* LESETEXT:
○ ○ ○

Donnerstag, 27. August 2015

Alte Fehler unter neuem Vorzeichen oder längst überfällige Dekonstruktion? - Die Ausstellung "Frauensache - Wie Brandenburg Preußen wurde" unter kulturgeschichtlicher Sicht

Wenn die Stiftung Preußische Schlösser und Gärten Berlin-Brandenburg eine Ausstellung präsentiert die vorgibt, mit der Konstruktion von Vergangenheit zu Geschichte(n) der "Großen weißen Männer" und ihrer Kriege, einer seit langem kritisierten Geschichtsschreibung im Stil des 19. Jahrhunderts, aufzuräumen und ihr ein "Anderes" entgegenzusetzen, dann scheint dies eine Sensation, ja ein kleiner Skandal in der auf Homepage, in Publikationen und Führungen immer noch reproduzierten Welt von "Friedrich dem Großen", des "Absolutismus" und der "Aufklärung", kurz in einer Welt geschichtsphilosophischen Anachronismus'.

○ ○ ○

* EXTRAHIERTE AUFLISTUNG:
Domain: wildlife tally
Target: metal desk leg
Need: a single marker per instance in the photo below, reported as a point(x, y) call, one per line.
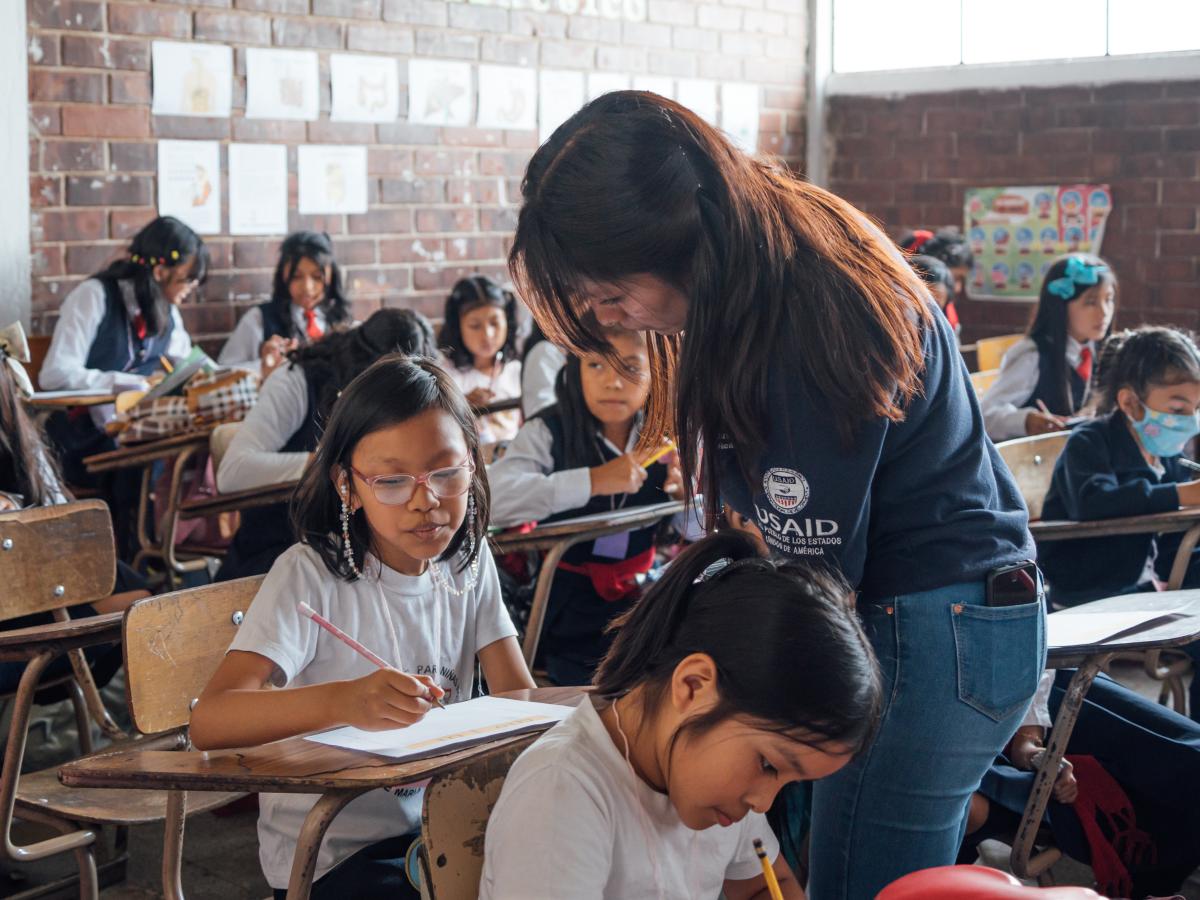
point(1045, 777)
point(316, 823)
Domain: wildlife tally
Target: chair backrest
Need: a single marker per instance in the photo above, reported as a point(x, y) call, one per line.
point(173, 645)
point(990, 351)
point(983, 381)
point(1031, 461)
point(454, 821)
point(53, 557)
point(219, 442)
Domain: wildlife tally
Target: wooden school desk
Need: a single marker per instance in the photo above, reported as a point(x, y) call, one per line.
point(291, 766)
point(1089, 660)
point(557, 538)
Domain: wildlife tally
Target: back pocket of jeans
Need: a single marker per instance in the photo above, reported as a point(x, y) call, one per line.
point(1001, 651)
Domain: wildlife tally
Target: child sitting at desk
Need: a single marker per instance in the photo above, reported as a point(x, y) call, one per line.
point(576, 459)
point(1128, 462)
point(730, 679)
point(393, 522)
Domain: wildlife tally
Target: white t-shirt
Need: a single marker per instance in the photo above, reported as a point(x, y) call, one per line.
point(568, 826)
point(498, 426)
point(438, 635)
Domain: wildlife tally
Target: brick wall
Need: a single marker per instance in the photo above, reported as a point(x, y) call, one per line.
point(93, 151)
point(909, 160)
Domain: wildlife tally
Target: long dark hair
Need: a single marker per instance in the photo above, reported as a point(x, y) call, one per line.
point(581, 429)
point(1144, 358)
point(393, 390)
point(773, 267)
point(27, 465)
point(165, 241)
point(469, 294)
point(1049, 327)
point(317, 247)
point(765, 624)
point(337, 359)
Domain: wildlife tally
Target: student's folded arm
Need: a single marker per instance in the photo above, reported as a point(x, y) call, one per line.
point(255, 457)
point(525, 486)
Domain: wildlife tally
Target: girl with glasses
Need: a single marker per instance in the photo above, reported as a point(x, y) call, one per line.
point(391, 515)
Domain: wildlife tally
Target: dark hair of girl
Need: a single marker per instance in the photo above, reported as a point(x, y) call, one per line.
point(1049, 328)
point(947, 245)
point(581, 429)
point(318, 249)
point(1145, 358)
point(763, 624)
point(469, 294)
point(165, 241)
point(393, 390)
point(773, 268)
point(339, 358)
point(27, 463)
point(933, 270)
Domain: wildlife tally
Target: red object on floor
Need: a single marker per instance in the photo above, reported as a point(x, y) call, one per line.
point(973, 882)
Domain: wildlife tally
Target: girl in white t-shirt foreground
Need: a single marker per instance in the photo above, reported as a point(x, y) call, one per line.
point(731, 678)
point(391, 516)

○ ○ ○

* AUFGABE:
Schreiben Sie aus dem Lesetext den Abschnitt von „Wenn die Stiftung“ bis einschließlich „Welt geschichtsphilosophischen Anachronismus'.“ wortgetreu ab. Die Auflistung ist hierfür ohne Bedeutung.

* GELÖSTE AUFGABE:
Wenn die Stiftung Preußische Schlösser und Gärten Berlin-Brandenburg eine Ausstellung präsentiert die vorgibt, mit der Konstruktion von Vergangenheit zu Geschichte(n) der "Großen weißen Männer" und ihrer Kriege, einer seit langem kritisierten Geschichtsschreibung im Stil des 19. Jahrhunderts, aufzuräumen und ihr ein "Anderes" entgegenzusetzen, dann scheint dies eine Sensation, ja ein kleiner Skandal in der auf Homepage, in Publikationen und Führungen immer noch reproduzierten Welt von "Friedrich dem Großen", des "Absolutismus" und der "Aufklärung", kurz in einer Welt geschichtsphilosophischen Anachronismus'.